### Entries from a point annotation set
---
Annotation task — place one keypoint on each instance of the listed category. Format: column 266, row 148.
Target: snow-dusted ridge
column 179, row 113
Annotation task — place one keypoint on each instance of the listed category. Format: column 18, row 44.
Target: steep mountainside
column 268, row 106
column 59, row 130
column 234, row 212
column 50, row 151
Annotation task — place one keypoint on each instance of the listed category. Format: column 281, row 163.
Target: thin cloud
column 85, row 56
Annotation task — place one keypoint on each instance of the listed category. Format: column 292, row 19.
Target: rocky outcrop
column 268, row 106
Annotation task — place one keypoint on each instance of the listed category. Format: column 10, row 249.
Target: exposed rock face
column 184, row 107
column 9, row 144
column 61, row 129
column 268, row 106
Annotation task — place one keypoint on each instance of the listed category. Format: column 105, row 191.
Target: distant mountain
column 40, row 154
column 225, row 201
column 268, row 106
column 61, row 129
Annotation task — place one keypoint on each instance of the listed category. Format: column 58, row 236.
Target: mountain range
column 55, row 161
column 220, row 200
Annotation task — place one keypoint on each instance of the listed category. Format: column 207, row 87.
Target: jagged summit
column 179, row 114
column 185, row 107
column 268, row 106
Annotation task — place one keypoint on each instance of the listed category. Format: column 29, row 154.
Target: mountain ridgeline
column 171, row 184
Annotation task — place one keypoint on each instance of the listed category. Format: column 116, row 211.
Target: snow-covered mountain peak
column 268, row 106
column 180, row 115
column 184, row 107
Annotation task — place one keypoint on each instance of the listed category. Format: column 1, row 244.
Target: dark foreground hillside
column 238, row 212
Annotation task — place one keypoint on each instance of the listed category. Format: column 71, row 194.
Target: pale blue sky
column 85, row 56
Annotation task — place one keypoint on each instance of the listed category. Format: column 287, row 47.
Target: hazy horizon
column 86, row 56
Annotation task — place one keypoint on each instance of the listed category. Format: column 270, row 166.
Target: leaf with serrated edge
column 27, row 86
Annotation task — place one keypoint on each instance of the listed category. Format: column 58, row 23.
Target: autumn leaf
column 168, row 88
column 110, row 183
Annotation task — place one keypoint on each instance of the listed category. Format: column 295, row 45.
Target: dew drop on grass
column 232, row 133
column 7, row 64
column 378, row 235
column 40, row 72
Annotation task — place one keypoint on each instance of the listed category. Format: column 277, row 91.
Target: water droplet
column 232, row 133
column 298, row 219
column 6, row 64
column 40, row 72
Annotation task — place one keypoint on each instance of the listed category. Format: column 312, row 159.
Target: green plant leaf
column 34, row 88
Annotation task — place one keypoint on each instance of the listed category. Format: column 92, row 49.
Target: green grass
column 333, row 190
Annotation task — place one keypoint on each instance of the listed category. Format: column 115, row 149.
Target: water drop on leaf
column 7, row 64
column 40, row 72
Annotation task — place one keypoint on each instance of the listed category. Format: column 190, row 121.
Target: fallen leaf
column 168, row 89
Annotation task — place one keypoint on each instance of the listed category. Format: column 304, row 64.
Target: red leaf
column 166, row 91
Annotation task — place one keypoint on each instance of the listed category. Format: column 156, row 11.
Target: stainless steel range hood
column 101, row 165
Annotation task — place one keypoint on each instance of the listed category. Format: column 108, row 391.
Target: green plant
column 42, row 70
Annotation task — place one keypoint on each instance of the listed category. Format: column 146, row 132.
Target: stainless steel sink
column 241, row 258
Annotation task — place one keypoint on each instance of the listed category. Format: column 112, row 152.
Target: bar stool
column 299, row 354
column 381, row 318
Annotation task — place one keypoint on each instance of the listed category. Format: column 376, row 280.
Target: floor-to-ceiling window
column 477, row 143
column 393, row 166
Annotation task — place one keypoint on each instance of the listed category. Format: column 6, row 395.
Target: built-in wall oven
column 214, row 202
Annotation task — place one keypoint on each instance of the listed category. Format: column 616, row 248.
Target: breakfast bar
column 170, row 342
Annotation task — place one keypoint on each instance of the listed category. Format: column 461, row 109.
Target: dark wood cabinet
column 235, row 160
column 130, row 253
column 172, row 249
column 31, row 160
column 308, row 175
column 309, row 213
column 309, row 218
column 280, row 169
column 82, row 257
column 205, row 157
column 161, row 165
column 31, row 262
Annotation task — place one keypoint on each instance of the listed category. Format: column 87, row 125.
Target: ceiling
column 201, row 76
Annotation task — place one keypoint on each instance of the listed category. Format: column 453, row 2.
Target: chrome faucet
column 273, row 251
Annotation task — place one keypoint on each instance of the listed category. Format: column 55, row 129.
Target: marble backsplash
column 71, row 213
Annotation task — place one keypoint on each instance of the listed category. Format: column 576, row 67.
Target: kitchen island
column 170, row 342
---
### SHORT EXERCISE
Copy the records word for word, starting at the line containing "87, row 125." and stopping after the line containing "column 71, row 213".

### COMPLETE OUTPUT
Annotation task — place one keypoint on each instance of the listed category. Format: column 87, row 125.
Target: ceiling
column 201, row 76
Annotation task — place one keypoint on each instance of the listed category. Format: column 453, row 2.
Target: chrome faucet
column 273, row 251
Annotation task — place one keypoint on each instance of the listed category. Format: column 55, row 129.
Target: marble backsplash
column 71, row 213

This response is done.